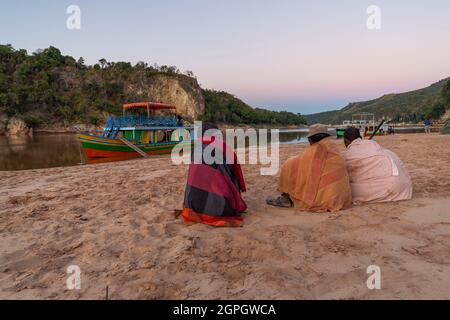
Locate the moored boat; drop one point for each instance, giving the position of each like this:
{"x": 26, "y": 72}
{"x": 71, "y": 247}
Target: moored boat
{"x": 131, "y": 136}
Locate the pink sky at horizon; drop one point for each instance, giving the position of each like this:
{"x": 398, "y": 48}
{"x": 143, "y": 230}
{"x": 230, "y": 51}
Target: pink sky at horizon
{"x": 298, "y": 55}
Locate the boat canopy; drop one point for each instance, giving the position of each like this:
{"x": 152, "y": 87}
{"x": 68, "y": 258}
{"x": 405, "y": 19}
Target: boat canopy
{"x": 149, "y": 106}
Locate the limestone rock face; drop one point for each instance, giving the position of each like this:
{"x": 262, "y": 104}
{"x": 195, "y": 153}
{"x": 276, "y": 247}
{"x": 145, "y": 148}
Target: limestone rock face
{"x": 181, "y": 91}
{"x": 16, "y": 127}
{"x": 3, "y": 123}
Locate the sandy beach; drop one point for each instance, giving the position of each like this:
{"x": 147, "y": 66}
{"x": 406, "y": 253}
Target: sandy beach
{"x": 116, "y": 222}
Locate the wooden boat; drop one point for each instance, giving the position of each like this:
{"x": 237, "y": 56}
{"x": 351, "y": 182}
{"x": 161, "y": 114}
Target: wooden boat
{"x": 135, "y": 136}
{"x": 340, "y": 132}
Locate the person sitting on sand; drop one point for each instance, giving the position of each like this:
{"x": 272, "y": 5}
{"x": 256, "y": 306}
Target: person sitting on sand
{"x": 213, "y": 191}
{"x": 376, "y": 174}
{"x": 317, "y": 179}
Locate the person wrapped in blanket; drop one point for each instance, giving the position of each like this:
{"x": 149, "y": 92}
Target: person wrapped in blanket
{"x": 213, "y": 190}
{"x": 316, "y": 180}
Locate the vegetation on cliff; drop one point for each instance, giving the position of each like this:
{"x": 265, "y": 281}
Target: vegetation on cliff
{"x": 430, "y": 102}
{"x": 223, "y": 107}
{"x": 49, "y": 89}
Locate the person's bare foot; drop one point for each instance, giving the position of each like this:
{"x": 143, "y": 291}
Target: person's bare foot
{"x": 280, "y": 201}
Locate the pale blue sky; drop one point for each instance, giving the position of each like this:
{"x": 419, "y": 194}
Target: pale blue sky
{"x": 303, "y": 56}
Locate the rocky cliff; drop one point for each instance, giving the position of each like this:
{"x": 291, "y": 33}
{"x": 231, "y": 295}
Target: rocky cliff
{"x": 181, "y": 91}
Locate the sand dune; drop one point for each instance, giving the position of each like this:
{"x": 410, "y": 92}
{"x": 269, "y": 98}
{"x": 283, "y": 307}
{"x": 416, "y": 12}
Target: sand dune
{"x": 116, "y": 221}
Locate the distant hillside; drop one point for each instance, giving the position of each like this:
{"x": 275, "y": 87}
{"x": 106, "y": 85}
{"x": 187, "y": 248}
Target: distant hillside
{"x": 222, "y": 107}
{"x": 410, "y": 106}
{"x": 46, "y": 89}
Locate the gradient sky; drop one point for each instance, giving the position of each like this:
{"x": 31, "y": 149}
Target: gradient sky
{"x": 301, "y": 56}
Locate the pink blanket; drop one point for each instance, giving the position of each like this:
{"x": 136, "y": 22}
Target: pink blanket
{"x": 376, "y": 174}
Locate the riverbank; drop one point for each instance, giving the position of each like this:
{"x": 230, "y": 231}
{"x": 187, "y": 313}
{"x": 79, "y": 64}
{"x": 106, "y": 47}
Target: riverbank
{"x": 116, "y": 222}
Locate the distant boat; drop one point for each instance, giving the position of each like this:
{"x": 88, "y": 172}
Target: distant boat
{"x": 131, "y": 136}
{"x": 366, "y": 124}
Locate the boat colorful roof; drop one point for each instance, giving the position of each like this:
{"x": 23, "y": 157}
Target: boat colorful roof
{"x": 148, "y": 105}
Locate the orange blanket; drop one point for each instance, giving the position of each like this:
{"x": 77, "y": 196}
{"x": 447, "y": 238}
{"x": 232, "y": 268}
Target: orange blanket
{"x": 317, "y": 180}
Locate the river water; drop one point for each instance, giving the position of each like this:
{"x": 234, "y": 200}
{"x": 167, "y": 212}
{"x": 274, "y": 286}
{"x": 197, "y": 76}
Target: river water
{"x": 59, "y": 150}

• _WORK TO DO_
Write out the lines starting at the one that contains "Locate the orange" and ending with the last line, copying each one exactly.

• _TASK RESULT_
Locate the orange blanket; drop one point for each instance, giving the position of each like this:
{"x": 77, "y": 196}
{"x": 447, "y": 238}
{"x": 232, "y": 268}
Target: orange blanket
{"x": 317, "y": 180}
Locate the river water; drop one point for each instance, giving the position of each like this:
{"x": 234, "y": 200}
{"x": 167, "y": 212}
{"x": 274, "y": 286}
{"x": 197, "y": 76}
Target: river water
{"x": 59, "y": 150}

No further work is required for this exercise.